_EXERCISE AIM_:
Copy exactly, please, the lines of the data from its start through the line containing "Target: giraffe tongue".

_THE DATA_:
* * * * * * * * *

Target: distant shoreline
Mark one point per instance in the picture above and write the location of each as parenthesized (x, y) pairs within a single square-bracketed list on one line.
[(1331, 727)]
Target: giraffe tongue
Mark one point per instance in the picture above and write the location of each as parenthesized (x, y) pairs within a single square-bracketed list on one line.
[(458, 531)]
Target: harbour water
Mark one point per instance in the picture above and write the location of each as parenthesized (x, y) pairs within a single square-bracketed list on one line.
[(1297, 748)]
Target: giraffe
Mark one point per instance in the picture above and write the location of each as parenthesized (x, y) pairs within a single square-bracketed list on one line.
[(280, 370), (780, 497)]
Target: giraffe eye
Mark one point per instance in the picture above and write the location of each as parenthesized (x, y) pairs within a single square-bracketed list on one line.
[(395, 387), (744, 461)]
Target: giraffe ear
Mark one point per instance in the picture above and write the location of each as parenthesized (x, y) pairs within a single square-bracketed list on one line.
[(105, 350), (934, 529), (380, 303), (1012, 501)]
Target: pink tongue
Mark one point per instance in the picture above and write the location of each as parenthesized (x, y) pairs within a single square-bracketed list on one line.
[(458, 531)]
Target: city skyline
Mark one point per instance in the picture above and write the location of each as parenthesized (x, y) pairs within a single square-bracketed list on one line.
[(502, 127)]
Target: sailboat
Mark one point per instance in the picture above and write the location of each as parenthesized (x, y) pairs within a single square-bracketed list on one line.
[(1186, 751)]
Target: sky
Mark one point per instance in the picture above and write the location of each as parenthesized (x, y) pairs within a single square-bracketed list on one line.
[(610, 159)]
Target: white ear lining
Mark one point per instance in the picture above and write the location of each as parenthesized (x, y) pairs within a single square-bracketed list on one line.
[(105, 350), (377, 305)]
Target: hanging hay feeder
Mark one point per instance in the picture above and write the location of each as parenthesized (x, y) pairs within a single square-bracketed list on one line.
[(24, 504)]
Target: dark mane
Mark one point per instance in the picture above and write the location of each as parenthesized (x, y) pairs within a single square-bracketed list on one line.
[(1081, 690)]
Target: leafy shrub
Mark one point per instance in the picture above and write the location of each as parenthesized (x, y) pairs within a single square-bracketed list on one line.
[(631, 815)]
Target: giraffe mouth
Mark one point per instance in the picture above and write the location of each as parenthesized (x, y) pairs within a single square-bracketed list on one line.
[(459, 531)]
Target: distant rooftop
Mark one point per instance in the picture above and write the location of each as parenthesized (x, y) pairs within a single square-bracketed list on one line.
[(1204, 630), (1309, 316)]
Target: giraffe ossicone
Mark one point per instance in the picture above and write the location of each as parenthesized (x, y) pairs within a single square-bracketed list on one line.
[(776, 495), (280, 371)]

* * * * * * * * *

_TASK ANSWER_:
Target: distant shoreline
Mark one point per instance in the picture above and write the location of each as parenthesized (x, y) pairs within a single square-bracketed list on one line.
[(1331, 727)]
Target: giraffe tongue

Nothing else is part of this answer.